>> Start

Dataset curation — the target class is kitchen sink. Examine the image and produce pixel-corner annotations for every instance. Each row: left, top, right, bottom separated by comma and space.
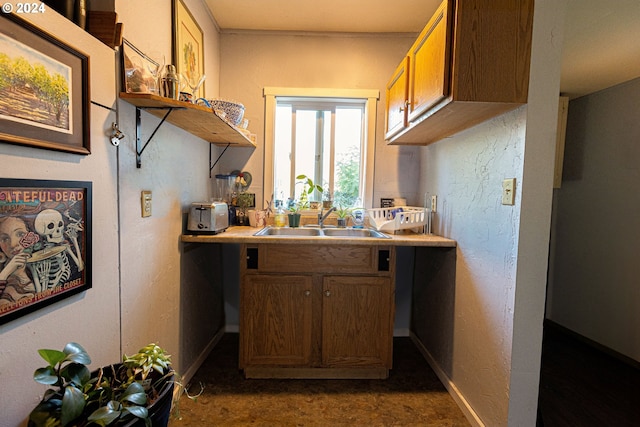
254, 227, 322, 237
254, 227, 390, 239
322, 228, 390, 239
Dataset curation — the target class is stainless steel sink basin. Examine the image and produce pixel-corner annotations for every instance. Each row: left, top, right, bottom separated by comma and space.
322, 228, 390, 239
254, 227, 322, 237
254, 227, 390, 239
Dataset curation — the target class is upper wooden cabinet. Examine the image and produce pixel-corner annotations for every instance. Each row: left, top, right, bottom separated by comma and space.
384, 56, 409, 139
385, 0, 533, 145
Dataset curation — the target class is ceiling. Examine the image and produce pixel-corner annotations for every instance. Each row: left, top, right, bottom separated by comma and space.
205, 0, 640, 98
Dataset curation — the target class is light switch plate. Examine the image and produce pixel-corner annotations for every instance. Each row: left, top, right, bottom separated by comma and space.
140, 190, 151, 218
502, 178, 516, 206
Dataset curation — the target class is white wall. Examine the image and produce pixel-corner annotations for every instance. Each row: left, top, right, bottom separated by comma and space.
420, 1, 564, 426
0, 12, 121, 427
116, 0, 219, 369
547, 79, 640, 361
0, 0, 223, 427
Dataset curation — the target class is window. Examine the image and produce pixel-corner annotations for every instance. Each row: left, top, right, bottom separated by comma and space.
265, 88, 378, 207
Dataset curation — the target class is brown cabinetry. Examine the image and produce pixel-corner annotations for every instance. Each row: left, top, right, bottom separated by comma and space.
385, 0, 533, 145
240, 244, 395, 378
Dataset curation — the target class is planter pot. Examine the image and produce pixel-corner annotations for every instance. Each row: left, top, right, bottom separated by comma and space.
289, 214, 301, 227
126, 375, 175, 427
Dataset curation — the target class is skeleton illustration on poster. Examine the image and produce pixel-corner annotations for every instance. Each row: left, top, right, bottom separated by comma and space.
0, 179, 91, 323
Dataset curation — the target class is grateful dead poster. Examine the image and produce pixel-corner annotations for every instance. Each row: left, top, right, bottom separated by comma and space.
0, 178, 92, 324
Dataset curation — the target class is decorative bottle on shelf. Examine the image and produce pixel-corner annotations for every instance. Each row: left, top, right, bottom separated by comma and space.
351, 198, 365, 228
274, 200, 287, 227
160, 64, 180, 99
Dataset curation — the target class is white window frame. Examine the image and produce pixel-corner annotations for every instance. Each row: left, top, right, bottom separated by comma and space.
263, 87, 380, 208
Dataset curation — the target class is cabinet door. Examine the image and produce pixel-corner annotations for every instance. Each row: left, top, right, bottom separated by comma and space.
408, 0, 451, 122
240, 275, 312, 368
384, 56, 409, 139
322, 276, 394, 369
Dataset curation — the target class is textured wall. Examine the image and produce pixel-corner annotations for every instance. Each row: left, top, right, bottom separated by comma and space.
0, 11, 121, 427
116, 0, 222, 378
0, 0, 223, 427
420, 1, 566, 426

>> End

What to work on »
Transfer only the lines of the records above, starting at the line containing "Dataset curation — the target class is grateful" and ending at the line containing "160, 64, 180, 99", both included. Keep the wording unchanged, and add 129 to every bounding-box coordinate.

Solution »
Dataset curation — the target class is grateful dead poster. Examine the image and produce pixel-corner annotations for every instance. Each row: left, top, right, bottom separated by comma and space.
129, 307, 221, 453
Dataset curation — the target class is decorative bottle on shelf. Examine the image and produce pixel-corner annotations for every instance. Each row: left, top, right, bottom separated by comma and space.
480, 327, 494, 357
403, 329, 416, 356
289, 193, 309, 228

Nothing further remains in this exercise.